◆ Aim of the exercise ◆
Repeat the records word for word, excluding any picture.

Referring expression pointing data:

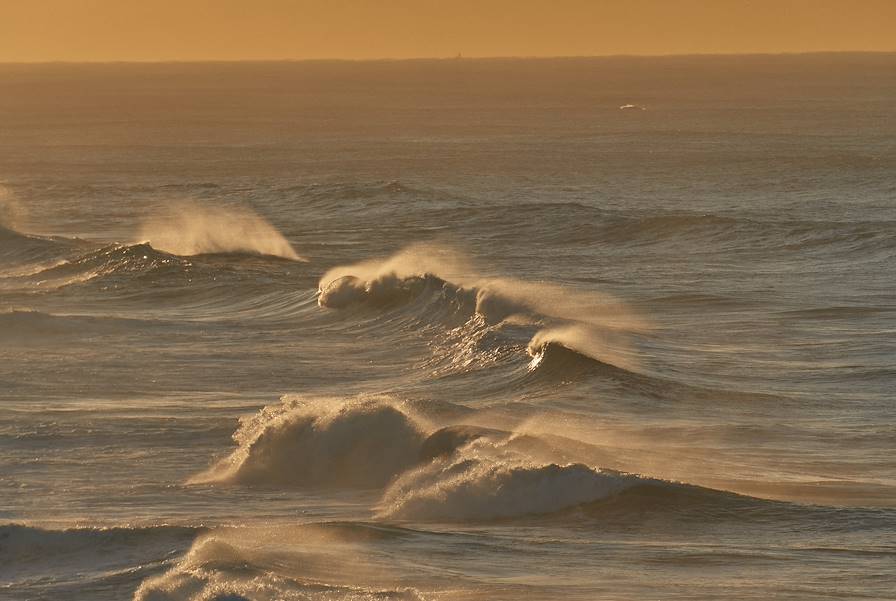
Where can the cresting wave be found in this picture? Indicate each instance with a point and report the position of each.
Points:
(456, 472)
(195, 229)
(594, 324)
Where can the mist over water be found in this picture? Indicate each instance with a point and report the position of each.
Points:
(448, 330)
(190, 228)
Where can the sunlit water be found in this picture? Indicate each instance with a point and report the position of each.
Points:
(449, 330)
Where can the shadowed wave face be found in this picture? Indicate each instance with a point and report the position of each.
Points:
(448, 330)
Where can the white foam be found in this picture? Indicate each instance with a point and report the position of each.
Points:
(193, 228)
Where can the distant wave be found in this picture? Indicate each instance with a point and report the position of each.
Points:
(195, 229)
(592, 323)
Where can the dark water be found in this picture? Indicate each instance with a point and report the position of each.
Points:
(449, 329)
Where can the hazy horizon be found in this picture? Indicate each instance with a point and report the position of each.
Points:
(385, 59)
(194, 30)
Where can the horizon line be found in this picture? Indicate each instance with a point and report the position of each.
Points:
(457, 57)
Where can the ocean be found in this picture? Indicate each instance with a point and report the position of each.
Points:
(449, 329)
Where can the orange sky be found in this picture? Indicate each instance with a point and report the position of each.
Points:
(104, 30)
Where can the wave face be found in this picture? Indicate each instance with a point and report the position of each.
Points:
(197, 229)
(594, 324)
(540, 348)
(363, 443)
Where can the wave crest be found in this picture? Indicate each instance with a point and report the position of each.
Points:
(360, 443)
(196, 229)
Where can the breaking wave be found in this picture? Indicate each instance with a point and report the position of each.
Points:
(196, 229)
(454, 473)
(594, 324)
(322, 443)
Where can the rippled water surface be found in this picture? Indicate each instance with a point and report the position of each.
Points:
(456, 329)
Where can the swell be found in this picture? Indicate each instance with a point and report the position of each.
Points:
(530, 333)
(433, 286)
(140, 277)
(18, 249)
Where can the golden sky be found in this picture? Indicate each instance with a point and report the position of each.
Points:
(120, 30)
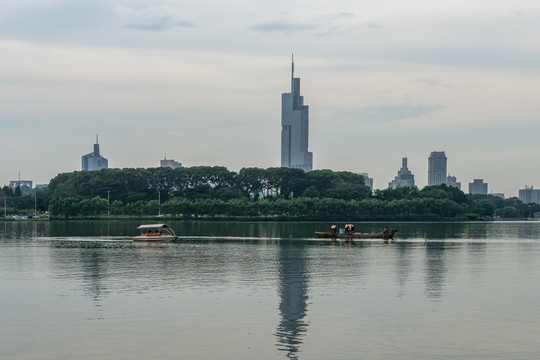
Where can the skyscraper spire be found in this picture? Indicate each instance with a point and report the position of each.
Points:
(292, 73)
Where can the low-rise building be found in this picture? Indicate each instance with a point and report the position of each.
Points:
(170, 163)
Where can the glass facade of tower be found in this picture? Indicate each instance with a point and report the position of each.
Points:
(94, 161)
(295, 129)
(404, 178)
(437, 168)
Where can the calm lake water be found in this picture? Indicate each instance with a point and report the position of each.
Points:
(84, 290)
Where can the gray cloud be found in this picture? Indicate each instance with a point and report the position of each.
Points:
(387, 113)
(283, 27)
(155, 18)
(322, 25)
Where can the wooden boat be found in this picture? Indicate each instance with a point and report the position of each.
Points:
(353, 235)
(155, 233)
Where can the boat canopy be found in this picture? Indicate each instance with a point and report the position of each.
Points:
(153, 226)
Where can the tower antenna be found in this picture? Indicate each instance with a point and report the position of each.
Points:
(292, 73)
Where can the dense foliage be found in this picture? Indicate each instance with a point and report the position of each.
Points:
(256, 193)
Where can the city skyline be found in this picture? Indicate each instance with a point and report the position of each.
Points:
(295, 128)
(159, 77)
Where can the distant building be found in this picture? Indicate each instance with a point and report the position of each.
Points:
(404, 177)
(295, 129)
(452, 181)
(24, 185)
(529, 195)
(94, 161)
(478, 187)
(170, 163)
(368, 181)
(437, 168)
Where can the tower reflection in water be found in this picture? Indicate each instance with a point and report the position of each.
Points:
(293, 286)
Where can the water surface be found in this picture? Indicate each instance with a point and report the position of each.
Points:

◆ Answer for this exercise ◆
Where can the cresting wave be found in this picture? Indicate each instance with a point and report the position of each.
Points:
(456, 472)
(195, 229)
(594, 324)
Where can the mist over water be found in this picture? Indicate each instance with a point and report the position of each.
Points:
(448, 330)
(190, 228)
Where can the sunlit water be found in this picture? Indicate each instance with a point and report the position of each.
Points:
(449, 330)
Where can the shadowed wave face be found in this picture? Indicate each instance with a point and report the position of each.
Points:
(448, 330)
Where can the white foam be found in this picture? Indicate each instance with a point and report the position of each.
Points:
(193, 228)
Where can the distant wave be found in this picture? Indicate each instance with a point and report the position of each.
Points:
(195, 229)
(592, 323)
Where can the dark water be found in this picture? Indicate each instance with a point and report the position of each.
Points:
(449, 329)
Where can the hazy horizon be found in this picture? Indicate each instance with a point and report the position of each.
Points:
(385, 59)
(194, 30)
Where can the horizon line be found in this picture? Indicate each instance with a point and report the position of each.
Points:
(457, 57)
Where can the ocean be found in this picture? Indicate each instance with a point and report the position of each.
Points:
(449, 329)
Where can the orange sky be found in this picture? Indicate each instance with a point and report the position of each.
Points:
(104, 30)
Where can the wave face be found in this picture? Indicate each instance with a point and report the position of each.
Points:
(197, 229)
(594, 324)
(540, 348)
(363, 443)
Where can the wave crest be found in this picture? Indicate each instance with a point and report the position of each.
Points:
(360, 443)
(196, 229)
Where can the breaking wave be found in this picture? Indicate each instance with a point and report the position of each.
Points:
(196, 229)
(454, 473)
(594, 324)
(322, 443)
Where can the rippled water surface be found in this picture? Indicate each instance with a point and report the position of each.
Points:
(456, 329)
Where can the swell be found in this picture? Indicate each instance with a point and report the position of each.
Points:
(530, 333)
(433, 286)
(140, 277)
(18, 249)
Where can the golden sky be found in this picture? Indicate each instance with a point and report the position of each.
Points:
(120, 30)
Where can the skyscraper spire be found in this picture? Indicate each instance with a point and report the position of each.
Points:
(292, 73)
Where can the low-rise building be found in this picture? Indicate each instance with a point and report the position of each.
Points:
(170, 163)
Where can the glass facade of tower be found in this picture? Indicate each instance with a point and report the position of each.
Points:
(94, 161)
(295, 129)
(404, 178)
(437, 168)
Where can the calm lake water be found in this picture? Indicate each instance with a point and report the position of each.
Points:
(84, 290)
Where can the gray cloud be found in this picture? Indicate each instance with a point and report the position of each.
Points:
(387, 113)
(283, 27)
(155, 18)
(322, 25)
Where can the wooden boat be found in this picture? Indicate each instance with a point and report the position of each.
Points:
(353, 235)
(155, 233)
Where can the boat canopy be found in this picture? Indicate each instance with a point and report the position of each.
Points:
(153, 226)
Where can the tower antenna be found in this picture? Indicate each instance with a point and report the position of each.
Points:
(292, 73)
Where can the dense foliage be found in this picture? Indicate each instance with a point and report the position of each.
Points:
(256, 193)
Where can the city skyline be found in this picture? Indicate each instance with a point and report the position of each.
Points:
(295, 128)
(159, 77)
Where can the distant building be found in this picture? Indicate each instance with a point and report the position of each.
Points:
(404, 177)
(295, 129)
(452, 181)
(24, 185)
(529, 195)
(94, 161)
(478, 187)
(170, 163)
(368, 181)
(437, 168)
Where can the tower reflection in water be found in this picture? Indicate each instance with a point and report the position of each.
Points:
(293, 286)
Where can the water surface be found in this picture? Indicate each instance with a point and report the position of each.
Points:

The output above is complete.